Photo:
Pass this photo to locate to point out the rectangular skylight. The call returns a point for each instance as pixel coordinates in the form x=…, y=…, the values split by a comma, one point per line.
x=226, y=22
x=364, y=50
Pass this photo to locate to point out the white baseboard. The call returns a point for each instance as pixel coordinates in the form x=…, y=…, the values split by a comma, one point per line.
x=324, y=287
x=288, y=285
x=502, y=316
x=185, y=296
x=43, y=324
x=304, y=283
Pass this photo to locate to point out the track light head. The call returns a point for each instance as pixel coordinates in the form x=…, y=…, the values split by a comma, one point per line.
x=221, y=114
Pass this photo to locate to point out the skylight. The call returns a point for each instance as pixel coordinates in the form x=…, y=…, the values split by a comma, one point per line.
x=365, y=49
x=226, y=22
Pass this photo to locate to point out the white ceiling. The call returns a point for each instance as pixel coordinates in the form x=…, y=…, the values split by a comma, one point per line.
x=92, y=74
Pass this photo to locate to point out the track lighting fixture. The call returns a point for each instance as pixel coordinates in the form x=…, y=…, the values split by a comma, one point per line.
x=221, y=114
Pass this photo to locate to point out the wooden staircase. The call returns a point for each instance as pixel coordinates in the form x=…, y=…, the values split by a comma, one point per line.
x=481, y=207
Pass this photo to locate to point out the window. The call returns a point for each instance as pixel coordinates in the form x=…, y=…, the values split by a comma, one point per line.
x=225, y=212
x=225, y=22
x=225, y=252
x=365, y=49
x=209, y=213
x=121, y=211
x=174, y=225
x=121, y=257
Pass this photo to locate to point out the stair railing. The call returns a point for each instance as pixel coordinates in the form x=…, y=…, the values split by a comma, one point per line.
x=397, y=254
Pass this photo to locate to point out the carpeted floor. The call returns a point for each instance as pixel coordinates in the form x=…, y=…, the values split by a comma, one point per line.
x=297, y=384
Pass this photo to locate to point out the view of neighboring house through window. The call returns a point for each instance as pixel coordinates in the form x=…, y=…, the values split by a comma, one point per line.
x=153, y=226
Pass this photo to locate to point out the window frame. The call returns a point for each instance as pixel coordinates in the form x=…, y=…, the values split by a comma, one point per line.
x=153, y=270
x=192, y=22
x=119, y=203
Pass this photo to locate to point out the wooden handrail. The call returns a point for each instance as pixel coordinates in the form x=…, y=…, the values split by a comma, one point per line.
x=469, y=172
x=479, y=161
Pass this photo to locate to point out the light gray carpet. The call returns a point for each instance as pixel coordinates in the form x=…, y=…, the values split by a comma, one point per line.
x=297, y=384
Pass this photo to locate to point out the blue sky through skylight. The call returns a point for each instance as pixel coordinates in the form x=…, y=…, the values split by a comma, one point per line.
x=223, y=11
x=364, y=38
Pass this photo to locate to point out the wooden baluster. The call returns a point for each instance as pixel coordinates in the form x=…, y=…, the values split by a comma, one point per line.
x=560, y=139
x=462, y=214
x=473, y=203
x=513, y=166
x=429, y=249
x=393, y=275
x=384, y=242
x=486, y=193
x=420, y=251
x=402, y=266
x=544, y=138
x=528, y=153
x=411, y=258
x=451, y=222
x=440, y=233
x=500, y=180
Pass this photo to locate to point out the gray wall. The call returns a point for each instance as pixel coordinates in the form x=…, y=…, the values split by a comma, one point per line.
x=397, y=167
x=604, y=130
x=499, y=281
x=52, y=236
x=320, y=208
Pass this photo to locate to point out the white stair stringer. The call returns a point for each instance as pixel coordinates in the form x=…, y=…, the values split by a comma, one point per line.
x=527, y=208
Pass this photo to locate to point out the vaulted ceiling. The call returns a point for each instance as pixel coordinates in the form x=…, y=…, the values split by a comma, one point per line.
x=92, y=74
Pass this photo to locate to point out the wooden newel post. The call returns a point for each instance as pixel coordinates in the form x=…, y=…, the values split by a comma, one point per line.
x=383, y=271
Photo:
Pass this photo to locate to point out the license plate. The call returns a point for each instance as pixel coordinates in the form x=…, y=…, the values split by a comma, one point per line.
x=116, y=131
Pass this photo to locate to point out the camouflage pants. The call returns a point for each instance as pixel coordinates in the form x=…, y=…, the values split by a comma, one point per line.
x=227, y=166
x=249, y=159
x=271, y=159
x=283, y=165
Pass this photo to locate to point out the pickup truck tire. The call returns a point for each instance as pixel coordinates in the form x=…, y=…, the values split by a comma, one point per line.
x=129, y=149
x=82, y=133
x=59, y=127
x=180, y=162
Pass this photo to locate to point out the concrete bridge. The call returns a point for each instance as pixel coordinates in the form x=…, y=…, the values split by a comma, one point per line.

■ ■ ■ ■ ■ ■ ■

Set out all the material above as a numbered list, one line per item, and drop any blank lines.

- _Result of this exercise_
1. Photo:
2. Pass this photo to locate to point out the rectangular skylight. The call returns a point for each instance as pixel coordinates in the form x=…, y=…, the values split by a comma, one point per line.
3. x=226, y=22
4. x=364, y=50
5. Pass this photo to locate to point out the white baseboard. The call returns a point for each instance as pixel coordinates in the form x=…, y=…, the values split by a comma, one point per line.
6. x=324, y=287
7. x=288, y=285
8. x=502, y=316
9. x=185, y=296
10. x=43, y=324
11. x=304, y=283
12. Pass this photo to locate to point out the track light head. The call returns a point for each instance as pixel coordinates in the form x=…, y=…, the values split by a comma, one point per line.
13. x=221, y=114
14. Pass this photo to locate to point out the skylight. The call returns a point for each instance as pixel coordinates in the form x=…, y=…, the values split by a comma, one point per line.
15. x=365, y=49
16. x=226, y=22
17. Pass this photo to locate to point out the white ceiling. The call returns a point for each instance as pixel coordinates in the form x=…, y=…, the values split by a comma, one point per line.
18. x=92, y=74
19. Pass this photo to locate to point out the track lighting fixture. The call returns a point for each instance as pixel coordinates in the form x=…, y=…, the values split by a comma, one point per line.
20. x=221, y=114
21. Pass this photo to locate to point out the wooden staircase. The call returns a point for each instance as pixel coordinates in the form x=…, y=…, the values split by a comma, one point per line.
22. x=481, y=207
23. Pass this photo to locate to point out the window. The call returns a point for each instance as pixel coordinates in the form x=…, y=…, the values split by a comma, one point per line.
24. x=225, y=212
25. x=225, y=22
26. x=225, y=252
27. x=365, y=49
28. x=209, y=213
29. x=121, y=211
30. x=174, y=225
31. x=121, y=257
32. Pass this photo to locate to point out the stair railing. The call returns a point for each instance as pixel coordinates in the form x=…, y=…, the values split by a comma, one point per line.
33. x=397, y=254
34. Pass this photo to locate to point out the carpeted floor. The call returns a point for each instance as pixel coordinates in the form x=…, y=…, the values split by a comma, one point per line.
35. x=297, y=384
36. Pass this photo to locate to point out the view of neighboring house through window. The call returns a point for each instance as pixel coordinates in the form x=…, y=…, the values split by a comma, one point per line.
37. x=153, y=226
38. Pass this photo to locate to point out the window frame. The call returns a point for each instance as pixel coordinates in the form x=…, y=…, the values split by a comma, one point per line.
39. x=153, y=270
40. x=192, y=22
41. x=119, y=203
42. Pass this photo to locate to point out the wooden handrail. The call returns a point for each instance as pixel coordinates in the form x=…, y=…, the values split by a comma, one point per line.
43. x=469, y=172
44. x=479, y=161
45. Pass this photo to locate to point out the light gray carpet. The call returns a point for each instance as pixel coordinates in the form x=…, y=…, the values split by a comma, one point per line.
46. x=297, y=384
47. Pass this photo to locate to point out the blue sky through skylight. The call returns a point for each instance as pixel coordinates in the form x=…, y=…, the values split by a comma, one point per line.
48. x=223, y=11
49. x=364, y=38
50. Pass this photo to locate to point out the wooden baluster. The call returns a point for each instance as pixel coordinates in the form x=…, y=…, the values split by a comma, one point per line.
51. x=560, y=139
52. x=462, y=214
53. x=473, y=203
54. x=513, y=166
55. x=429, y=249
56. x=393, y=275
57. x=384, y=242
58. x=486, y=193
59. x=420, y=251
60. x=402, y=266
61. x=544, y=138
62. x=528, y=153
63. x=411, y=258
64. x=451, y=222
65. x=440, y=233
66. x=500, y=180
67. Pass this photo to locate to point out the gray wall. The call returns a point for each instance as pixel coordinates in the form x=…, y=…, the values split by a comma, one point per line.
68. x=397, y=167
69. x=604, y=130
70. x=499, y=281
71. x=52, y=236
72. x=320, y=208
73. Pass this photo to locate to point out the white stair stringer. The call returns a point for each instance as pixel coordinates in the form x=…, y=…, the values split by a comma, one point per line.
74. x=527, y=208
75. Pass this photo to locate to point out the vaulted ceiling. The call returns a point for each instance as pixel coordinates in the form x=…, y=…, the values split by a comma, one point per line.
76. x=92, y=74
77. Pass this photo to locate to point out the wooden newel post. The call returns a point for each instance as pixel coordinates in the form x=…, y=…, the values split by a comma, one point per line.
78. x=383, y=271
79. Photo:
80. Pass this photo to locate to point out the license plate. The call returns a point for each instance as pixel coordinates in the form x=…, y=…, the values split by a comma, one point per line.
81. x=116, y=131
82. Pass this photo to locate to point out the camouflage pants. The call returns a point for each instance as pixel coordinates in the form x=…, y=…, the values split by a comma, one point per line.
83. x=227, y=166
84. x=249, y=159
85. x=271, y=159
86. x=283, y=165
87. Pass this photo to locate to point out the pickup truck tire. The call returns a point for each instance as pixel coordinates in the form x=…, y=…, the values split by a comma, one point per line.
88. x=129, y=149
89. x=82, y=133
90. x=59, y=127
91. x=180, y=162
92. Pass this photo to locate to point out the concrete bridge. The call returns a point for each instance as pixel coordinates in the form x=…, y=…, the values split by a comma, one point per line.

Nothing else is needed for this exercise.